**Your task**. Each record is to be duplicated exactly, with nothing added.

**Source data**.
Start of Block

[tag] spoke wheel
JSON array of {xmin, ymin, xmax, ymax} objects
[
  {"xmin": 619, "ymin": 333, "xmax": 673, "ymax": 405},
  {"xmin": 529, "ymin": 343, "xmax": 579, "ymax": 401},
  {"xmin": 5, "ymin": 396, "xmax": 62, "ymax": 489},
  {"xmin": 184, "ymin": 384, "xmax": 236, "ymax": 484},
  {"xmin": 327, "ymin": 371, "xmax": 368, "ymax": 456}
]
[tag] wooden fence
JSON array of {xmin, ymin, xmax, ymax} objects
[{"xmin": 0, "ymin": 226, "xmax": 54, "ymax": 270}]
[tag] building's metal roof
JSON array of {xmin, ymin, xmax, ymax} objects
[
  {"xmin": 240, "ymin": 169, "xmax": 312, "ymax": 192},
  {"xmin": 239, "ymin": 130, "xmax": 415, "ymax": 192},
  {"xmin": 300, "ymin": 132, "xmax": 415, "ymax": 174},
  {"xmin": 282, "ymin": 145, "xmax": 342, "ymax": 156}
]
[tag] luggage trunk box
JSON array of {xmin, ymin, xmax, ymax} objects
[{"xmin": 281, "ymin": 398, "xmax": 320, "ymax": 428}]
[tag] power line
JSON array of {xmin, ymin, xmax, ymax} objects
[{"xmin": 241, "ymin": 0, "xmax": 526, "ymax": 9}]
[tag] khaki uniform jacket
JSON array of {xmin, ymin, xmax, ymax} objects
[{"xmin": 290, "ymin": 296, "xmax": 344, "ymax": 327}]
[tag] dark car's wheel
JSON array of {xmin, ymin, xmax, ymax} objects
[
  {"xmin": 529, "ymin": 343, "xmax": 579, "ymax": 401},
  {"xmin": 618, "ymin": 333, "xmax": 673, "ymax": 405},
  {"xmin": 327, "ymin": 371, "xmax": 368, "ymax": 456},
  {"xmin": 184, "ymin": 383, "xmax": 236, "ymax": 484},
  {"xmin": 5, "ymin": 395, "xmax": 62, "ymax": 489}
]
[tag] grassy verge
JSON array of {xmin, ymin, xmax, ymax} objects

End of Block

**Output of the task**.
[tag] spoke wheel
JSON array of {xmin, ymin, xmax, ymax} objects
[
  {"xmin": 619, "ymin": 333, "xmax": 673, "ymax": 405},
  {"xmin": 529, "ymin": 343, "xmax": 579, "ymax": 401},
  {"xmin": 5, "ymin": 396, "xmax": 62, "ymax": 489},
  {"xmin": 184, "ymin": 384, "xmax": 236, "ymax": 484},
  {"xmin": 327, "ymin": 371, "xmax": 368, "ymax": 456}
]
[tag] wooden fence
JSON array of {xmin, ymin, xmax, ymax} objects
[{"xmin": 0, "ymin": 226, "xmax": 54, "ymax": 270}]
[tag] building's metal roof
JSON array of {xmin, ymin, xmax, ymax} objects
[
  {"xmin": 240, "ymin": 169, "xmax": 312, "ymax": 192},
  {"xmin": 239, "ymin": 130, "xmax": 415, "ymax": 192},
  {"xmin": 300, "ymin": 132, "xmax": 415, "ymax": 174},
  {"xmin": 282, "ymin": 145, "xmax": 342, "ymax": 156}
]
[tag] luggage trunk box
JSON array of {xmin, ymin, xmax, ymax} objects
[{"xmin": 281, "ymin": 398, "xmax": 320, "ymax": 428}]
[tag] power line
JSON array of {xmin, ymin, xmax, ymax} objects
[{"xmin": 241, "ymin": 0, "xmax": 526, "ymax": 9}]
[tag] khaki uniform jacket
JSON array of {xmin, ymin, xmax, ymax} objects
[{"xmin": 290, "ymin": 296, "xmax": 344, "ymax": 327}]
[tag] dark car's wheel
JSON array of {xmin, ymin, xmax, ymax} objects
[
  {"xmin": 529, "ymin": 343, "xmax": 579, "ymax": 401},
  {"xmin": 618, "ymin": 333, "xmax": 673, "ymax": 405},
  {"xmin": 327, "ymin": 371, "xmax": 368, "ymax": 456},
  {"xmin": 184, "ymin": 383, "xmax": 236, "ymax": 484},
  {"xmin": 5, "ymin": 395, "xmax": 62, "ymax": 489}
]
[tag] grassy verge
JSON array of {xmin, ymin, xmax, ymax} objects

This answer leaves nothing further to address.